[Dataset records]

━━━

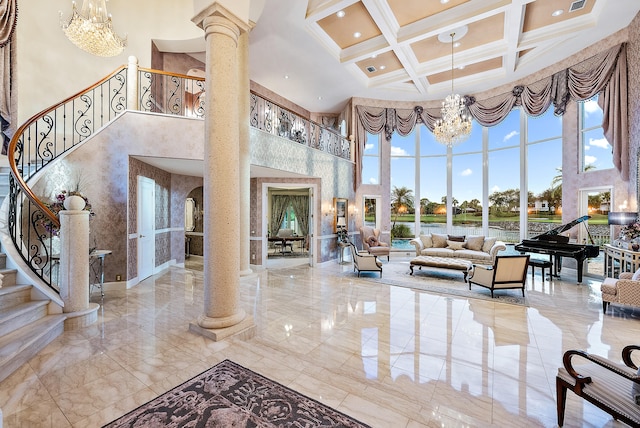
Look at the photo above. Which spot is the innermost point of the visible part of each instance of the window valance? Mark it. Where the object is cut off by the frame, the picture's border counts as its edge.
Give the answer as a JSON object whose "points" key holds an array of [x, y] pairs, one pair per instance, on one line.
{"points": [[605, 73]]}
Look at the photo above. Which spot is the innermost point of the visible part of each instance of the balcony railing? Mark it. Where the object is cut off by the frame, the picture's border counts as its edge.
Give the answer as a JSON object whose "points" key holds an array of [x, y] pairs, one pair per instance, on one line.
{"points": [[56, 130]]}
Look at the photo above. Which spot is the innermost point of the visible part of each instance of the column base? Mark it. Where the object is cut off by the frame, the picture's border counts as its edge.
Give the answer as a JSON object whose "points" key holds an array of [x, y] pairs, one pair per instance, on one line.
{"points": [[80, 319], [245, 329], [246, 272]]}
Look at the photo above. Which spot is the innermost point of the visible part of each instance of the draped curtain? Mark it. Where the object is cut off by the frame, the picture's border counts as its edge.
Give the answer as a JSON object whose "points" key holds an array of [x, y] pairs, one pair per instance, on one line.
{"points": [[605, 73], [279, 205], [300, 205], [8, 21]]}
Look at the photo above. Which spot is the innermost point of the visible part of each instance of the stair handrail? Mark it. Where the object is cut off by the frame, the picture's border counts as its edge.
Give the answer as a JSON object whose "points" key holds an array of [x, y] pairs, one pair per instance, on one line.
{"points": [[128, 87]]}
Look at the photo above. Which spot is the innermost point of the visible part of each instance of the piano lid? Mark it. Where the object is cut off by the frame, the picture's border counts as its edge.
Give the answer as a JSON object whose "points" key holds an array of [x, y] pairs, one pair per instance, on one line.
{"points": [[552, 234]]}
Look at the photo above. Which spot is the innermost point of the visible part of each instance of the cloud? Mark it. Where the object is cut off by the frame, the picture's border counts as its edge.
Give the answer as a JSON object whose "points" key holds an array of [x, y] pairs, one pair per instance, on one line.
{"points": [[398, 151], [590, 107], [590, 160], [599, 142], [509, 136]]}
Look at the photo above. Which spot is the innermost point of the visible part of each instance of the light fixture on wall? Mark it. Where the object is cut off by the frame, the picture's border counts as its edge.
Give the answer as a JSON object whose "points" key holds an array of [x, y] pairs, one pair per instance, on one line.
{"points": [[91, 30], [455, 125]]}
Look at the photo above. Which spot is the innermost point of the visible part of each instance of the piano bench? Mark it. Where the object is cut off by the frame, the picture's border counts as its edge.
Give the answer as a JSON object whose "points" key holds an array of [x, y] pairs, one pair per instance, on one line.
{"points": [[543, 264]]}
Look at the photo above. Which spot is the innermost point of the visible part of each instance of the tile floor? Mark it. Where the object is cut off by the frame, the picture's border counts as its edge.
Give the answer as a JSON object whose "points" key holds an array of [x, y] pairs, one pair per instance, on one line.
{"points": [[389, 356]]}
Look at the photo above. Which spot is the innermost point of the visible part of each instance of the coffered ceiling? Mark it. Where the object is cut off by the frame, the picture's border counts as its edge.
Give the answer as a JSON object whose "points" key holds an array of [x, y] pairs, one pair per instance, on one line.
{"points": [[321, 52]]}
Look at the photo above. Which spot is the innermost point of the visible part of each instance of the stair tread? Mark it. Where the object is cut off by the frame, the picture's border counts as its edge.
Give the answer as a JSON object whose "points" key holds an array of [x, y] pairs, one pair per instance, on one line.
{"points": [[8, 313], [14, 342], [8, 289]]}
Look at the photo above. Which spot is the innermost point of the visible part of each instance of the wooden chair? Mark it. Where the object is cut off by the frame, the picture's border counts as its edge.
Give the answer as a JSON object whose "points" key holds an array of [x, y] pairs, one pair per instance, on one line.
{"points": [[607, 385], [365, 262], [506, 272]]}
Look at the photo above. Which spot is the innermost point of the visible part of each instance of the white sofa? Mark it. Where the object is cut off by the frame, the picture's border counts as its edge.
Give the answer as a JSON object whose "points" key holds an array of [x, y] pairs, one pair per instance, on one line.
{"points": [[475, 248]]}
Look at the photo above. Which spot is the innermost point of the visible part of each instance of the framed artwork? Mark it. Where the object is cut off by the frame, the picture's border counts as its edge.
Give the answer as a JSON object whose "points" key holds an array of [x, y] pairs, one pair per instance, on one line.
{"points": [[340, 213]]}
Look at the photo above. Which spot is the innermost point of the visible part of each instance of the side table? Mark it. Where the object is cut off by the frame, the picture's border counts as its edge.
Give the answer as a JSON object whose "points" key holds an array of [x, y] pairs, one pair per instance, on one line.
{"points": [[96, 269]]}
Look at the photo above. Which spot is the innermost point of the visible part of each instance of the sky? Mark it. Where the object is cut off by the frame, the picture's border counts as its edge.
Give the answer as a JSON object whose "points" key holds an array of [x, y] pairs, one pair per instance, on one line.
{"points": [[544, 156]]}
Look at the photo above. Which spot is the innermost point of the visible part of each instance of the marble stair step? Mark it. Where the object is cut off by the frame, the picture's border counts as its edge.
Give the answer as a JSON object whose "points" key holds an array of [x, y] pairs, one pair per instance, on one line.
{"points": [[17, 316], [19, 346], [11, 295]]}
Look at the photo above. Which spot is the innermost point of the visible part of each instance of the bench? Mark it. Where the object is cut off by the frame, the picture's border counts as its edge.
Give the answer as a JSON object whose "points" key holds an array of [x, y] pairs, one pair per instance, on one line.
{"points": [[542, 264], [441, 262]]}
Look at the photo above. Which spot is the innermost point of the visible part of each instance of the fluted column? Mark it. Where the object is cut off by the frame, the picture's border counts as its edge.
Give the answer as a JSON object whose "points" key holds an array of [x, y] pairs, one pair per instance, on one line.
{"points": [[221, 176], [245, 160]]}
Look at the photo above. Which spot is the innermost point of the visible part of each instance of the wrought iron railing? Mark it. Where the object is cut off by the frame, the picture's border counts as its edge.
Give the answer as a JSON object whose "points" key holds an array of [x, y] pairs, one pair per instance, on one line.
{"points": [[280, 121], [54, 131]]}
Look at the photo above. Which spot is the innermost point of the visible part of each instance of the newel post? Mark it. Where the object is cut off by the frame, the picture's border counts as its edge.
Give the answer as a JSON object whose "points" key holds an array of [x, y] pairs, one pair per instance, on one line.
{"points": [[133, 102], [74, 268]]}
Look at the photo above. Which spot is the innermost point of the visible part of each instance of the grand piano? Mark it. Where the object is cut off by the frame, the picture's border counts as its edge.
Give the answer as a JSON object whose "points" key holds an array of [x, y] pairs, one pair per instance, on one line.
{"points": [[558, 246]]}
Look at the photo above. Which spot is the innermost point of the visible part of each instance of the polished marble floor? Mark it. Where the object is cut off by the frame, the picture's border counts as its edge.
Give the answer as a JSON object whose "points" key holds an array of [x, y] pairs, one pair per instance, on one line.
{"points": [[389, 356]]}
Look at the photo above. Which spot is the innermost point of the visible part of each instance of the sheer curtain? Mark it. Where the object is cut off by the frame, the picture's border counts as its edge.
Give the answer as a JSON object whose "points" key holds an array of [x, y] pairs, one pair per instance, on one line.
{"points": [[8, 21], [605, 73], [300, 205], [279, 205]]}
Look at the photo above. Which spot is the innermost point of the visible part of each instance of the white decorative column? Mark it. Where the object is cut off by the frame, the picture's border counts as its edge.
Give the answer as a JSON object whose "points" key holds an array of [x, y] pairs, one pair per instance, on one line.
{"points": [[133, 103], [222, 315], [245, 160], [74, 269]]}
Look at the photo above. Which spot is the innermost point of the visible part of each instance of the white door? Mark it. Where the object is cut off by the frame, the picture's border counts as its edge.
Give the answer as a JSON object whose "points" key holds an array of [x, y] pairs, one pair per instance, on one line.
{"points": [[146, 227]]}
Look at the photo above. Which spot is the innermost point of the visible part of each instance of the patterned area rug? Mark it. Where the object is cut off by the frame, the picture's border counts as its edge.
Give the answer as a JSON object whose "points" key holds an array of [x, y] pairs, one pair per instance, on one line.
{"points": [[437, 280], [229, 395]]}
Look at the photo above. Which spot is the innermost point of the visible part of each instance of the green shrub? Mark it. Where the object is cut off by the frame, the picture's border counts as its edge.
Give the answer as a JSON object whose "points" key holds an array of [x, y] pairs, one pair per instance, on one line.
{"points": [[401, 231]]}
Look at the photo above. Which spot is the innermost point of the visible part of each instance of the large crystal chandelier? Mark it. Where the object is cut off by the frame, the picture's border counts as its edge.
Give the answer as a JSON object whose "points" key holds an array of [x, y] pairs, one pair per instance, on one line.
{"points": [[455, 125], [90, 29]]}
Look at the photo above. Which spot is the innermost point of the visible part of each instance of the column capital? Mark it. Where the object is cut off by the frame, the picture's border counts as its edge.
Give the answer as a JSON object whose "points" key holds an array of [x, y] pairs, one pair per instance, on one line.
{"points": [[217, 10]]}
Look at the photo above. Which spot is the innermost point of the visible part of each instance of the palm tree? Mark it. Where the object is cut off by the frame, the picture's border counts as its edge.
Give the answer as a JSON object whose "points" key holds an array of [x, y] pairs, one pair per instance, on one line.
{"points": [[401, 201]]}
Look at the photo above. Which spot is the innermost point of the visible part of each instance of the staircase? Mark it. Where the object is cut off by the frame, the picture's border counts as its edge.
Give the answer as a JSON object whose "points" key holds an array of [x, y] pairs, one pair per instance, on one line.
{"points": [[25, 325]]}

━━━

> [WHAT IS NEEDED]:
Write out exactly the lines of the entries above that run from the line containing "of the palm" through the last line, including both.

> [TASK OUTPUT]:
Look at the photo above. Which spot is the innermost point of the visible part of each instance of the palm tree? Mark it. Where the object is cut off by the frame, the picture's border counts as its edge.
Give the answer as a JSON object whose "points" key holds an array of [x, y] pairs, one pair per instance, on one line.
{"points": [[401, 201]]}
Look at the photo above. Which spot is the innermost point of the visible part of each instance of the staircase? Mark it. Where the object is cut off by the frame, the picture's border counts as its edge.
Give the answer as a JSON object whose "points" key holds an array of [x, y] pairs, one pair per instance, on one line.
{"points": [[25, 325]]}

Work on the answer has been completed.